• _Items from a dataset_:
━━━

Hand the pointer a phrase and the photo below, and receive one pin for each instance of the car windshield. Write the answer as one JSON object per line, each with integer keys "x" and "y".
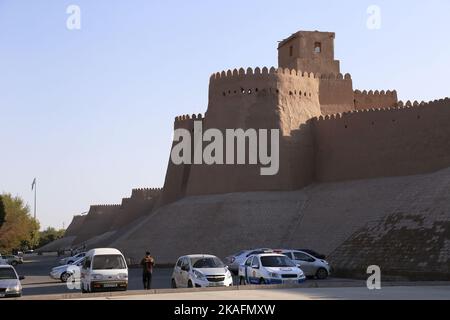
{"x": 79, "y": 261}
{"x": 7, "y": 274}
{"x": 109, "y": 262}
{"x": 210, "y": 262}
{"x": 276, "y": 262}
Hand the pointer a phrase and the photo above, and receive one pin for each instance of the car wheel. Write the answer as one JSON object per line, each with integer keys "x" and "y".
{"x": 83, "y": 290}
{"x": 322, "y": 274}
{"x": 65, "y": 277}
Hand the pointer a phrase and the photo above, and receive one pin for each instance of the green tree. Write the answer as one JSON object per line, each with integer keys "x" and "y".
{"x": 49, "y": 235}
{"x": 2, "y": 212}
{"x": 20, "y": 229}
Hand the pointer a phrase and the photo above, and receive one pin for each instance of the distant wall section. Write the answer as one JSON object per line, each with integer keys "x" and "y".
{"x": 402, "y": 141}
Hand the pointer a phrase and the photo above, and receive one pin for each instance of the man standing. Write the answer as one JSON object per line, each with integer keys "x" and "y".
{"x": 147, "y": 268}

━━━

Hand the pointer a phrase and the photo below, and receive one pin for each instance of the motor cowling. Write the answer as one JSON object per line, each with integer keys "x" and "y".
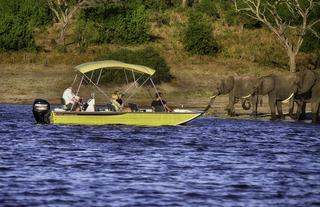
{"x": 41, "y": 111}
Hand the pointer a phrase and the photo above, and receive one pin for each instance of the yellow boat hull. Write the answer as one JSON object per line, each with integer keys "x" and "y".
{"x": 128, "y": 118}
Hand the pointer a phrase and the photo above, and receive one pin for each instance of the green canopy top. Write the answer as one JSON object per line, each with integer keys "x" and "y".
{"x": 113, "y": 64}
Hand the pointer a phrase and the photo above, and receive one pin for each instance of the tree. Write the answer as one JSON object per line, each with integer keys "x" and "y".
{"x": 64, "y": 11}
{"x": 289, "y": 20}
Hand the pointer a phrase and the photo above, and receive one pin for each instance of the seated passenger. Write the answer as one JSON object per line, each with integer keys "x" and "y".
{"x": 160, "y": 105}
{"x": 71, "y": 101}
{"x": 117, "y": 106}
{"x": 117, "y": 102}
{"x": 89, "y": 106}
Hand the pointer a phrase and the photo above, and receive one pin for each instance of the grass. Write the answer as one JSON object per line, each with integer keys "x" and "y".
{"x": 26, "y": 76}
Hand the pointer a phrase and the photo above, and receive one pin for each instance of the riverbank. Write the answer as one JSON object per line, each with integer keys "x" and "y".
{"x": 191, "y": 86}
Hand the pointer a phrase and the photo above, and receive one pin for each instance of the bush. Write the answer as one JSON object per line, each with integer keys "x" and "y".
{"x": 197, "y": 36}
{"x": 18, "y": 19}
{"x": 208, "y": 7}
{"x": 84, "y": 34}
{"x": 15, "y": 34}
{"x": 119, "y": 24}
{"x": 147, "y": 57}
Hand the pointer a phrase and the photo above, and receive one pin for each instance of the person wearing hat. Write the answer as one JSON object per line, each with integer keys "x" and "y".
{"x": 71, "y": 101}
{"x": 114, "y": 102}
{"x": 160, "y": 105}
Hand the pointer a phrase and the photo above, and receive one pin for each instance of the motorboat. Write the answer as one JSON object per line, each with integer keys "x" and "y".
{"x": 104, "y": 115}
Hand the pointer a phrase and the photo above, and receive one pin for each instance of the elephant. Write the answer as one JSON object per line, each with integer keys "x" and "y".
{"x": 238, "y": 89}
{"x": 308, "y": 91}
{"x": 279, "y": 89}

━━━

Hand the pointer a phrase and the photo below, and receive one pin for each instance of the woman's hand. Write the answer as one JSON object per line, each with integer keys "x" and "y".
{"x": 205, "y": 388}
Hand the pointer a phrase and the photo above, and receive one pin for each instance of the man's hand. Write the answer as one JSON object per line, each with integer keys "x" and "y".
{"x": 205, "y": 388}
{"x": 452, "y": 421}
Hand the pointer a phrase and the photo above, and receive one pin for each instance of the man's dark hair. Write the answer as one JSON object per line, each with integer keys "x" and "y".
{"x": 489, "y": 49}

━━━

• _Your objective_:
State how many rows above contain the string "green", treating uppercase and lowercase as distinct. Reply with the number only.

• _Expected answer_:
2